Re: [PATCH 01/13] mm: Update ptep_get_lockless()s comment

From: John Hubbard
Date: Sat Oct 29 2022 - 16:42:36 EST


On 10/29/22 13:30, Linus Torvalds wrote:
>> I can think of three options:
>>
>> (a) filesystems just deal with it
>>
>> (b) we could move the "page_remove_rmap()" into the "flush-and-free" path too
>>
>> (c) we could actually add a spinlock (hashed on the page?) for this
>>
>> I think (a) is basically our current expectation.
>
> Side note: anybody doing gup + set_page_dirty() won't be fixed by b/c
> anyway, so I think (a) is basically the only thing.
>
> And that's true even if you do a page pinning gup, since the source of
> the gup may be actively unmapped after the gup.

I was just now writing a response that favored (c) over (b), precisely
because of that, yes. :)

>
> So a filesystem that thinks that only write, or a rmap-accessible mmap
> can turn the page dirty really seems to be fundamentally broken.
>
> And I think that has always been the case, it's just that filesystem
> writers may not have been happy with it, and may not have had
> test-cases for it.
>
> It's not surprising that the filesystem people then try to blame users.
>
> Linus

Yes, lots of unhappy debates about this over the years.

However, I remain intrigued by (c), because if we had a "dirty page lock"
that is looked up by page (much like looking up the ptl), it seems like
a building block that would potentially help solve the whole thing.

The above points about "file system needs to coordinate with mm about
what's allowed to be dirtied, including gup/dma cases", those are still
true and not yet solved, yes. But having a solid point of synchronization
for this, definitely looks interesting.

Of course, without working through this more thoroughly, it's not fair
to impose this constraint on the current discussion, understood. :)

thanks,
--
John Hubbard
NVIDIA

___

Written request: In the mailing list reply, what kind of lock does John Hubbard say could be a building block toward solving the whole problem?

Collected data:
___

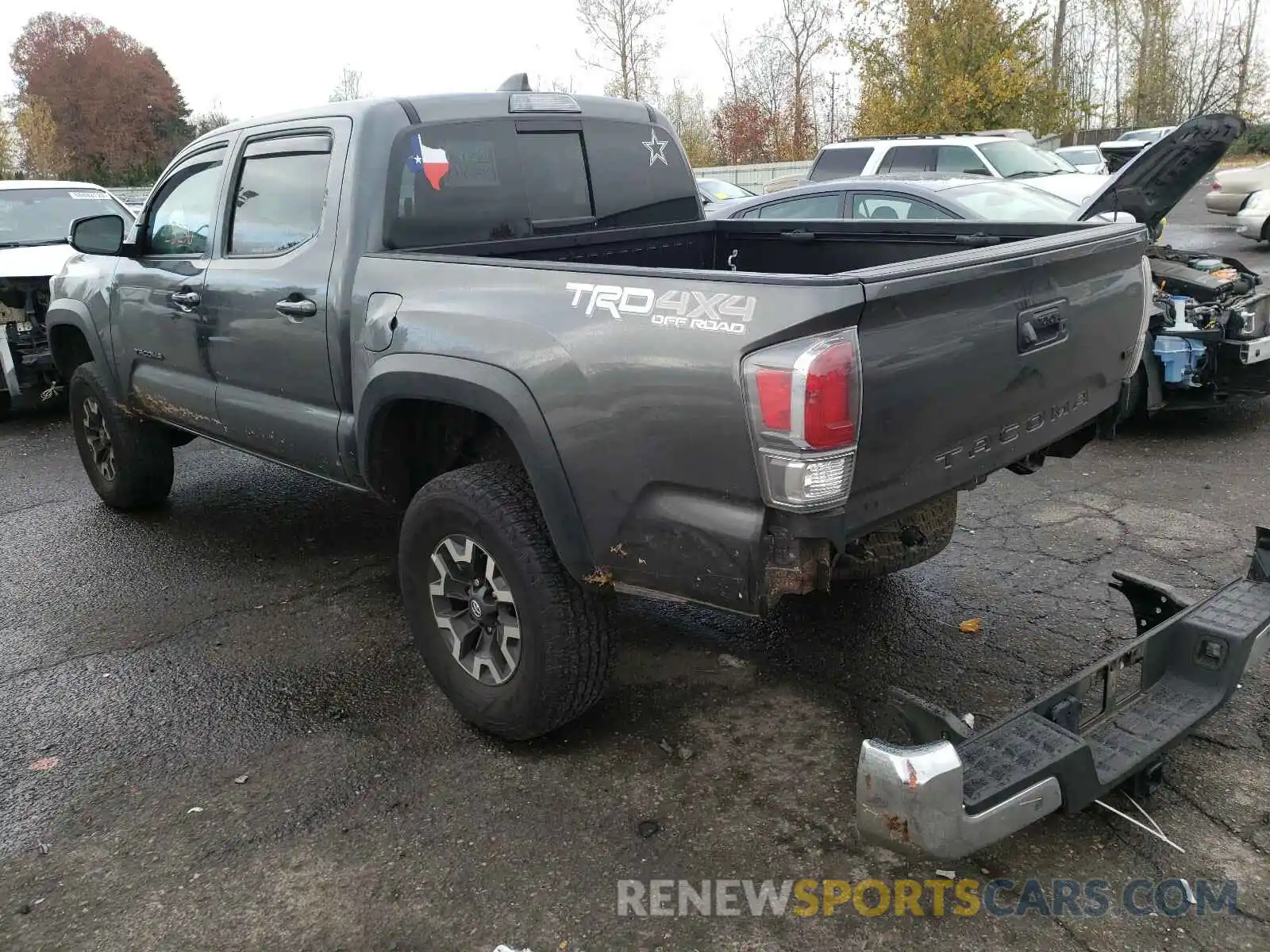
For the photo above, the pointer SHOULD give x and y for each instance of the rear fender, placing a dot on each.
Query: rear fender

___

Solved exercise: A "dirty page lock" that is looked up by page, much like looking up the ptl.